TEXT FOR ANALYSIS
We should also consider that such decisions should not be made on a dollar basis alone. We should take the report of the steering committee, we should look at what is the cheapest option, and then we can take the sort of solution that people take in their homes. We do not always buy the cheapest, because often the cheapest or the one that saves us the most money is also the shonkiest system and could well leave us with something inadequate.
Dr Kearney's recommendation which gave the direction to the steering committee was to look at a principal hospital of 600 to 700 beds. I suggest that that is where the compromise could well lie. It could well be that we would save ourselves a great deal of money. It could well be that we would come up with a much better hospital system, even if it is not the optimum one that Dr Kearney would like to have seen, if our principal hospital is a hospital of either 400 or 500 beds. If that is the case, it may well be that we can retain the Royal Canberra Hospital as a principal hospital, as the teaching hospital. It may well be - and I am, as Mr Humphries said I would do, presenting just another option that must be considered - that we will not have to redevelop Woden Valley Hospital at all, and the money we save from one may well be used in order to develop the other. That is a real option that is not canvassed by the committee.

RECORDS
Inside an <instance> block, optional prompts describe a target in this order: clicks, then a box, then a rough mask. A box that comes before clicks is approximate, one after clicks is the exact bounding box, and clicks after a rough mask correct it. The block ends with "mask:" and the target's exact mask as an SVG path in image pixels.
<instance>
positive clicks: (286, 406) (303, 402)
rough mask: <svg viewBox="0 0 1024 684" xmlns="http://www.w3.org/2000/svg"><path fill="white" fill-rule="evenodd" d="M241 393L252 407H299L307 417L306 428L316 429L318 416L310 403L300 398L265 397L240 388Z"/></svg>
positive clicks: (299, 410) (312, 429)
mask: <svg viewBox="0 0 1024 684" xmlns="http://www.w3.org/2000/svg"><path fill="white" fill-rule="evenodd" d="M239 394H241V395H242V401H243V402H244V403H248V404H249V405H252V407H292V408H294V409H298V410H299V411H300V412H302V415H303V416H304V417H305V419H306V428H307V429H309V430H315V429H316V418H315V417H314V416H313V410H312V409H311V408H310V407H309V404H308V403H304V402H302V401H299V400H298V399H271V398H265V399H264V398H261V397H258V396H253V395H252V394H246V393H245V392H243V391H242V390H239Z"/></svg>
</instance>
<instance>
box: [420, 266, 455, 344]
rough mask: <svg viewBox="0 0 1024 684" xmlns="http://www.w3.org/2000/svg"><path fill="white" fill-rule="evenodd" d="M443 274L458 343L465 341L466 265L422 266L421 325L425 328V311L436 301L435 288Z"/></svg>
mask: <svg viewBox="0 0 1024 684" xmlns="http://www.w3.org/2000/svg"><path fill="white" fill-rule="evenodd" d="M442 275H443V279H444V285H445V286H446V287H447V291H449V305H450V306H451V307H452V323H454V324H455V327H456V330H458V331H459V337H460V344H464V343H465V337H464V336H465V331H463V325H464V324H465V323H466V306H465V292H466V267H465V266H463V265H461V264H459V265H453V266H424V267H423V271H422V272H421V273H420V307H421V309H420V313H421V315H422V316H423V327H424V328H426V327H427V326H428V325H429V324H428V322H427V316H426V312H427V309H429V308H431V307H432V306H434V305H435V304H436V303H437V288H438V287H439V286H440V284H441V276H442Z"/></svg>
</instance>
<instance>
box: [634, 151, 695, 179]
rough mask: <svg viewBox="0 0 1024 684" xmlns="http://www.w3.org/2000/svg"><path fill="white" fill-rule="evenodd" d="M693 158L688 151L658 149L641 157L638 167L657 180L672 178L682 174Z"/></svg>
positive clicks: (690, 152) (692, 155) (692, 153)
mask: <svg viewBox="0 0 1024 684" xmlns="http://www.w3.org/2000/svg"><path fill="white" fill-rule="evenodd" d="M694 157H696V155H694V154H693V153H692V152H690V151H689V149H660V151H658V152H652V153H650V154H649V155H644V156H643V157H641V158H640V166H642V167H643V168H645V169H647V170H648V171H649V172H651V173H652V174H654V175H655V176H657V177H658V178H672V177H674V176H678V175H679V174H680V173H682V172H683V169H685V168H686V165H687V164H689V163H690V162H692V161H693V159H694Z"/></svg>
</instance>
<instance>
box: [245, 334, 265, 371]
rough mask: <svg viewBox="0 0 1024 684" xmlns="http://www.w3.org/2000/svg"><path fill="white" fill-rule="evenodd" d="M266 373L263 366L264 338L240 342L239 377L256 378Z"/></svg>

REQUIREMENT
From the passage on hospital planning, reproduce the text between "We should also" and "with something inadequate.", inclusive, substituting "least expensive" for every occurrence of "cheapest".

SOLUTION TO THIS EXERCISE
We should also consider that such decisions should not be made on a dollar basis alone. We should take the report of the steering committee, we should look at what is the least expensive option, and then we can take the sort of solution that people take in their homes. We do not always buy the least expensive, because often the least expensive or the one that saves us the most money is also the shonkiest system and could well leave us with something inadequate.